• _Questions_:
A – Answer these from the Othmar Weldon text:
(i) During which years was Weldon provincial head of the Marist order in Sydney?
(ii) In what town was he born?
(iii) During which years was he headmaster at Marist Brothers Kogarah?
B – Repeat the stretch of the Othmar Weldon text from "He was on staff" through "Marist College Ashgrove.", word for word.

• _Reading text_:
= Othmar Weldon =

Brother Othmar Weldon MBE (20 Sept 1920 – 2 June 2008) was the religious name of William George Weldon, an Australian Marist Brother who was from 1964 to 1972 the provincial head of the Marist order in Sydney. He had a prominent role in the expansion of Catholic education in eastern Australia and the Solomon Islands in the 1960s and 70s.

==Early life and teaching career==
Weldon was born on September 29, 1920, to Myrtle and Stephen Weldon in Yackandandah in the north-eastern area of Victoria. He was educated by the Our Lady of Sion Sisters at Box Hill and then by the Marist Brothers at St Patrick’s College, Sale. He began his novitiate in 1939.

He was on staff at the Marist Brothers school in Lidcombe and then at St Joseph's College, Hunters Hill from 1941 to 1951. He was headmaster at Joeys from 1955 till the end of 1961 having earlier been headmaster at Marist Brothers Kogarah from 1952 to 1954. From 1962 to 1964 he was Headmaster at the Marist College Ashgrove.

• _Supplied material_:

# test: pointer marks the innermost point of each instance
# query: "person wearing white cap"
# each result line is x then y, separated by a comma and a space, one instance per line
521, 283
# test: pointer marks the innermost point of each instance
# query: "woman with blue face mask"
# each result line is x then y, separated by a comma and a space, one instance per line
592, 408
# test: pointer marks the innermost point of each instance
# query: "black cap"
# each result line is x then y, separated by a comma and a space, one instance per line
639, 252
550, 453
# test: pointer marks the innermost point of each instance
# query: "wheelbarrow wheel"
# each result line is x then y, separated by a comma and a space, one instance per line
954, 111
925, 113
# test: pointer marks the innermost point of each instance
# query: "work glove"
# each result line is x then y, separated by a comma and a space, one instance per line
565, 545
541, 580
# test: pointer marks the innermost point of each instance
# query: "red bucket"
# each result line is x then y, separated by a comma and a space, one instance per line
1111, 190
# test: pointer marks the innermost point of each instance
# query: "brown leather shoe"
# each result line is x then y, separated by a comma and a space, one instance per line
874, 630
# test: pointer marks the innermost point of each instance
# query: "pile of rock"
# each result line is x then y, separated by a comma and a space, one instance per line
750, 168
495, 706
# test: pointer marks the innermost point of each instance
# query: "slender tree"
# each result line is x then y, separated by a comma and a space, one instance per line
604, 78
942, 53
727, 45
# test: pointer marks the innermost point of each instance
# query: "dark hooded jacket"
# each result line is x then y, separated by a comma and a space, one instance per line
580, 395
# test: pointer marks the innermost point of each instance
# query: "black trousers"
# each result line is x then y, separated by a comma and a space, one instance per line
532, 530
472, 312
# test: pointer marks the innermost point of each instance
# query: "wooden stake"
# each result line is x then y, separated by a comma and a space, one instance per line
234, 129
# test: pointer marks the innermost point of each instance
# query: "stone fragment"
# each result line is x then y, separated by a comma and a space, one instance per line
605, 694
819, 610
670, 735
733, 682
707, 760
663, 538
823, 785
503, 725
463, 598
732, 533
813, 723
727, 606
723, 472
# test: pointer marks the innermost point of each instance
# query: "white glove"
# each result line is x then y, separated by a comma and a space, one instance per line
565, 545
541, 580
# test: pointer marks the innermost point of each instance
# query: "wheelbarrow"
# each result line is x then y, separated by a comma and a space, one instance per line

• _Solution list_:
A –
(i) 1964 to 1972
(ii) Yackandandah, in the north-eastern area of Victoria
(iii) 1952 to 1954

B –
He was on staff at the Marist Brothers school in Lidcombe and then at St Joseph's College, Hunters Hill from 1941 to 1951. He was headmaster at Joeys from 1955 till the end of 1961 having earlier been headmaster at Marist Brothers Kogarah from 1952 to 1954. From 1962 to 1964 he was Headmaster at the Marist College Ashgrove.